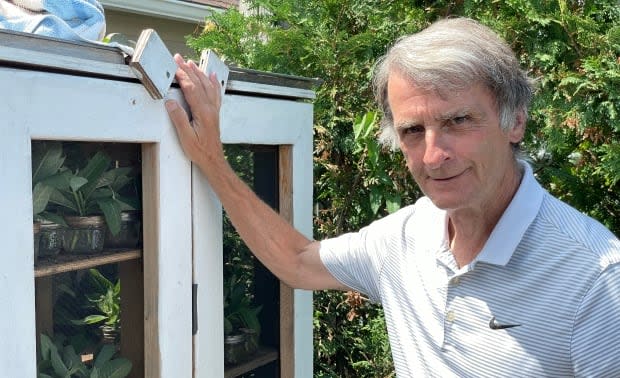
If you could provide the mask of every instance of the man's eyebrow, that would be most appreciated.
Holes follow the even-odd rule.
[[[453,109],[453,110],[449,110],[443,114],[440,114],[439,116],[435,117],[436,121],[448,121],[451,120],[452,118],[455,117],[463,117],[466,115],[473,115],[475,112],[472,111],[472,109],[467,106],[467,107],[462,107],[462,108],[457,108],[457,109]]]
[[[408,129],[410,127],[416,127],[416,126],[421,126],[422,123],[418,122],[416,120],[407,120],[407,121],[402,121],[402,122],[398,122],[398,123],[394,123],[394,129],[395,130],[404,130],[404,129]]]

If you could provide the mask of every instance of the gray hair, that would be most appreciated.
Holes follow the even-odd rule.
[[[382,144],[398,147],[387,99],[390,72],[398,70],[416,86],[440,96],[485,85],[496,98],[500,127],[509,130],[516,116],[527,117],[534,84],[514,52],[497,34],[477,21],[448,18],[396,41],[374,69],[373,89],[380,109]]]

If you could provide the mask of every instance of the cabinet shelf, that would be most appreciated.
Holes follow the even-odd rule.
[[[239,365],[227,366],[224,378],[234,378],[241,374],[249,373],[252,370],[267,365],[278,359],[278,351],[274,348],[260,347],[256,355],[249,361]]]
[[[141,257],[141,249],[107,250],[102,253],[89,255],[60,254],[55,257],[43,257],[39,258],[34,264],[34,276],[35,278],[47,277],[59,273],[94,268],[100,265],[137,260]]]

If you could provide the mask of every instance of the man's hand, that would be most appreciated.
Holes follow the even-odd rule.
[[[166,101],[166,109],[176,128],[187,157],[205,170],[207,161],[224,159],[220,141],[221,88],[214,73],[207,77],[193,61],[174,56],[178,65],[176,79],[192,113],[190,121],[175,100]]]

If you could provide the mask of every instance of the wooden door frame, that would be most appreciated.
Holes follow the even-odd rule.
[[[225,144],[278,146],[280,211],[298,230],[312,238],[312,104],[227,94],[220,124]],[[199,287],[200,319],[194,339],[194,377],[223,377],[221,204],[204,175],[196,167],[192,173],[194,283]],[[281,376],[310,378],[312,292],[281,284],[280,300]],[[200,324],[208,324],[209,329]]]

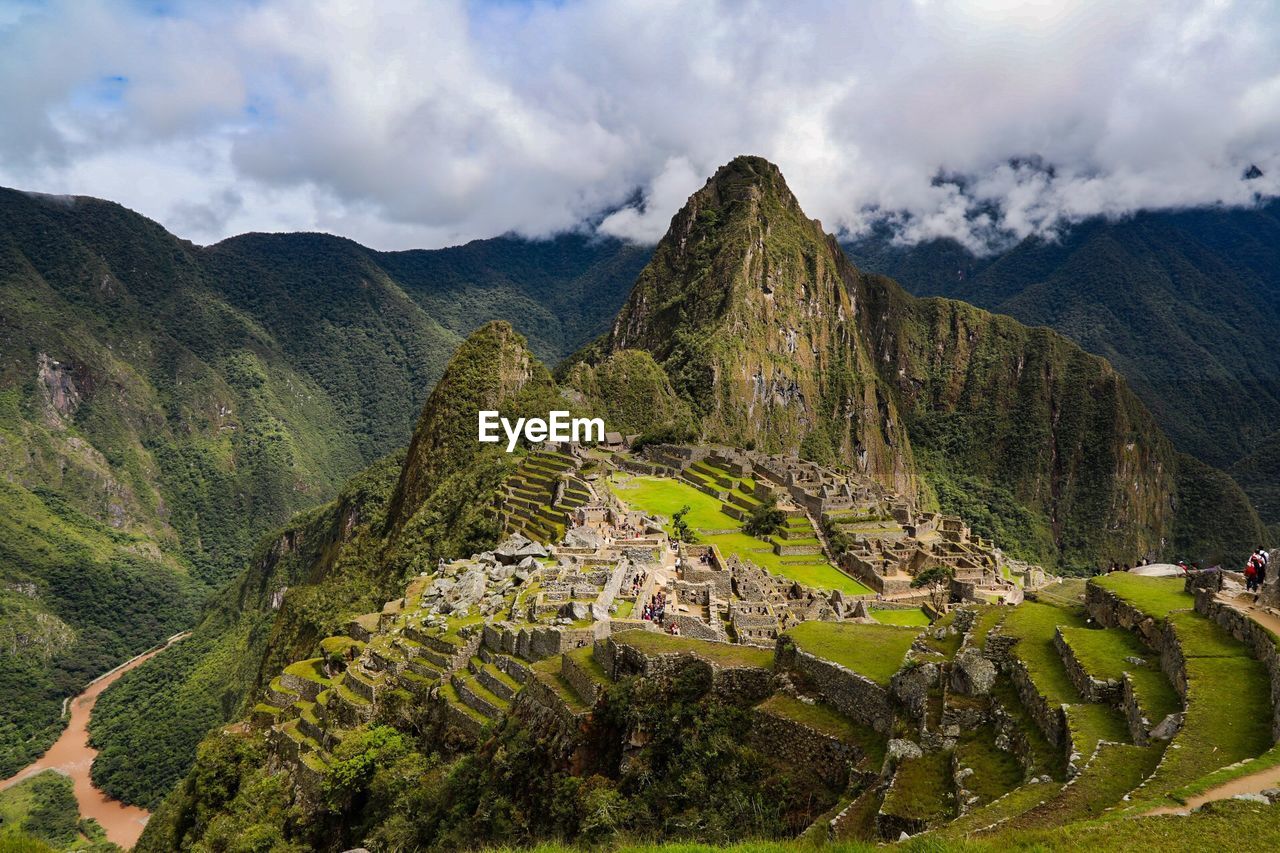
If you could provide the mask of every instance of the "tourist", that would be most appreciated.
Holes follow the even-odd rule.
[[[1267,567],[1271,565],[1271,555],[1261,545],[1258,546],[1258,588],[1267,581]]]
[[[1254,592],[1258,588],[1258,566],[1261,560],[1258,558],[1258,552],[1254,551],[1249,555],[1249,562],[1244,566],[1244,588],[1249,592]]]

========================================================================

## Aim of the exercise
Return each line of the material in which the string "mask" can be found.

## Answer space
If you could provide the mask of every instance of the man's eyebrow, that would be most appreciated.
If you could provide the mask of every instance of the gray hair, that would be most appreciated.
If you could provide the mask of every instance of the cabinet shelf, that would be most appreciated.
If you could provide the mask of every instance of the man's hand, that would be most appreciated.
If you could provide the mask of every instance of the wooden door frame, that would be most appreciated.
If you could provide the mask of every instance of the "tourist", that would be most appreciated.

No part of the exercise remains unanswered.